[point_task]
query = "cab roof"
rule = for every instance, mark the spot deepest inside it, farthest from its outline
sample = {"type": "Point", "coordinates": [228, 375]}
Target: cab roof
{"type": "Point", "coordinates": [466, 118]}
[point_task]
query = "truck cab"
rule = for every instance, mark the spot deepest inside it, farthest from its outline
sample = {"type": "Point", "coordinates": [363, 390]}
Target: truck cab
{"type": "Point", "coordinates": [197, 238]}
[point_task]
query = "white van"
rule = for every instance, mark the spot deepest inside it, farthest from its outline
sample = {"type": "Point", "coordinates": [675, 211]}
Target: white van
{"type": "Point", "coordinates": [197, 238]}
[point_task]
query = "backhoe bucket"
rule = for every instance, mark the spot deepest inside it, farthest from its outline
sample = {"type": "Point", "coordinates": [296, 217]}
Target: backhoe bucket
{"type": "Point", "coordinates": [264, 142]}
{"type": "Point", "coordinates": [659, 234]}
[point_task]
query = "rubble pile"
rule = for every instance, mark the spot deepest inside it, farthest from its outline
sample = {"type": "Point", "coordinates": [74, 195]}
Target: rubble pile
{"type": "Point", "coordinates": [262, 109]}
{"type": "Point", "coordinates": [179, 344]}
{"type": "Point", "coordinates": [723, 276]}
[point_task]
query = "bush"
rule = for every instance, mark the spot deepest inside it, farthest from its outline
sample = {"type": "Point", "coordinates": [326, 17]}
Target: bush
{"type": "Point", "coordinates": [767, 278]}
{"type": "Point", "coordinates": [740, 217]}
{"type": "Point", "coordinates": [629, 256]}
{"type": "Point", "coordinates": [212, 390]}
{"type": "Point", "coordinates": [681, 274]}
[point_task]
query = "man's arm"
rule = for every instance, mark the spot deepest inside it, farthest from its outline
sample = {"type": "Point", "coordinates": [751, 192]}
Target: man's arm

- - - - -

WHAT YOU SHOULD DO: Repeat the listing above word for word, with no line missing.

RESULT FOR THIS TASK:
[point_task]
query = "cab roof"
rule = for every instance, mark the spot deepest inside it, farthest from its outline
sample = {"type": "Point", "coordinates": [228, 375]}
Target: cab roof
{"type": "Point", "coordinates": [466, 118]}
[point_task]
query = "truck cab"
rule = for every instance, mark the spot deepest inside it, farthest from its outline
sample = {"type": "Point", "coordinates": [363, 390]}
Target: truck cab
{"type": "Point", "coordinates": [197, 238]}
[point_task]
query = "white van"
rule = for every instance, mark the spot deepest inside it, farthest from its outline
sample = {"type": "Point", "coordinates": [675, 211]}
Target: white van
{"type": "Point", "coordinates": [197, 238]}
[point_task]
query = "backhoe bucket"
rule = for every instance, mark the spot deepest inside it, farthest from its outline
sample = {"type": "Point", "coordinates": [296, 217]}
Target: backhoe bucket
{"type": "Point", "coordinates": [264, 142]}
{"type": "Point", "coordinates": [659, 234]}
[point_task]
query = "rubble pile"
rule = for every instance, mark the spot deepest inside it, farthest from its outline
sample = {"type": "Point", "coordinates": [74, 195]}
Target: rubble pile
{"type": "Point", "coordinates": [262, 109]}
{"type": "Point", "coordinates": [179, 344]}
{"type": "Point", "coordinates": [723, 276]}
[point_task]
query = "bush"
rule = for every instance, mark the spot deepest inside it, farthest from its outline
sample = {"type": "Point", "coordinates": [326, 17]}
Target: bush
{"type": "Point", "coordinates": [767, 278]}
{"type": "Point", "coordinates": [740, 217]}
{"type": "Point", "coordinates": [629, 256]}
{"type": "Point", "coordinates": [212, 390]}
{"type": "Point", "coordinates": [681, 274]}
[point_task]
query = "man's arm"
rule = for every instance, mark the spot deepest inside it, farthest from its outline
sample = {"type": "Point", "coordinates": [751, 192]}
Target: man's arm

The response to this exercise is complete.